### WHAT YOU ARE ASKED TO DO
Write out all entries word for word.

### Recorded data

┏━━

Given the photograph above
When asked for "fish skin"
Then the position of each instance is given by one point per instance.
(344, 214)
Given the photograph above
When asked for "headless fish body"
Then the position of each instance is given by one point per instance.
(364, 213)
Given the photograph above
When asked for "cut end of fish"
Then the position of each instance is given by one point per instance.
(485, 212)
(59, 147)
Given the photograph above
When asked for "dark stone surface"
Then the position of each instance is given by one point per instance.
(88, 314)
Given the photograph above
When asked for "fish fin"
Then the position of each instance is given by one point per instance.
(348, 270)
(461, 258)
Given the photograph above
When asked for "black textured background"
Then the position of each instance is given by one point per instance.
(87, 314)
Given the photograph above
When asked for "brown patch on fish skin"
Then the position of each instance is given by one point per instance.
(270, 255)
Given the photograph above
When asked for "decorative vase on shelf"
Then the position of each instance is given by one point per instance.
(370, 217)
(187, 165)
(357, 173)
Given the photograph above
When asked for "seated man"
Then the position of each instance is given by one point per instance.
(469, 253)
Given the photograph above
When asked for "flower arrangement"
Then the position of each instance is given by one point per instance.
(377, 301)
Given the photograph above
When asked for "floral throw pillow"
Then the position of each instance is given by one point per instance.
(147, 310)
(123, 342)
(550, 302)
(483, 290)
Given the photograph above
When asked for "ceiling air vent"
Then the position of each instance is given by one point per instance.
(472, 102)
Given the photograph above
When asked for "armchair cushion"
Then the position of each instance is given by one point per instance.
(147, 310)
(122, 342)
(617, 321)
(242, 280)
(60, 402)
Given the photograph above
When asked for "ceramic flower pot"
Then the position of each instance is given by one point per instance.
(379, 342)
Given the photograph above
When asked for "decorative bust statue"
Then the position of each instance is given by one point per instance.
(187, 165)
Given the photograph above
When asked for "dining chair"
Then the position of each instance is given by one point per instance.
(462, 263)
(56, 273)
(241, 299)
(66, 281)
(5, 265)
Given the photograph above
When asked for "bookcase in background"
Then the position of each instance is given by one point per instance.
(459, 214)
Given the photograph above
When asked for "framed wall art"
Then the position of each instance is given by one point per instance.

┗━━

### THE RESULT
Given the photograph above
When asked for "fish skin"
Then the position of each instance is given by one point per instance.
(344, 214)
Given the photograph above
When asked for "headless fish body"
Then the position of each instance is given by one point per instance.
(364, 213)
Given the photograph above
When asked for "cut end of fish"
Then the position of each instance is given by one point per instance.
(485, 212)
(59, 147)
Given the photograph above
When asked for "dark stone surface"
Then the position of each instance is given by one point per instance.
(88, 314)
Given the photograph above
When asked for "fish fin"
Then the position of each instance is given by one point per instance.
(348, 270)
(461, 258)
Given the photograph above
When asked for "black textured background"
Then the position of each instance is given by one point per instance.
(87, 314)
Given the photograph above
When asked for "brown patch on fish skin"
Then the position of each instance is given by one point per instance.
(270, 255)
Given the photograph above
When asked for "decorative vase on shelf"
Then the position of each instance is given by one point per instance.
(370, 217)
(187, 165)
(357, 173)
Given the photograph above
When asked for "seated man"
Then the position of each instance is given by one point per instance.
(469, 253)
Given the photograph above
When asked for "flower arrangement"
Then the position of each instance is given by one point per instance.
(377, 301)
Given the photograph above
When asked for "floral throw pillow"
Then the position of each instance is given by one point per instance.
(147, 310)
(123, 342)
(550, 302)
(483, 290)
Given the photograph above
When asked for "ceiling air vent"
Then the position of each instance is given by one point per instance.
(472, 102)
Given the photograph above
When asked for "armchair cushion"
Then the position of each instance is given by one point per instance.
(147, 310)
(122, 342)
(617, 321)
(242, 280)
(60, 402)
Given the photograph above
When asked for "ceramic flower pot"
Then the position of each instance is given by one point per instance.
(379, 342)
Given the photograph above
When asked for "decorative bust statue"
Then the position of each instance is given by one point per instance.
(187, 165)
Given the photograph above
When asked for "dining chair"
Then the position of each instance is given by one point per instance.
(462, 263)
(56, 273)
(241, 299)
(66, 281)
(5, 265)
Given the photograph above
When asked for "bookcase in background"
Then the position of each instance is given by one point per instance.
(459, 214)
Given the photograph above
When asked for "framed wall art"
Then the position of each instance is given by one point per instance.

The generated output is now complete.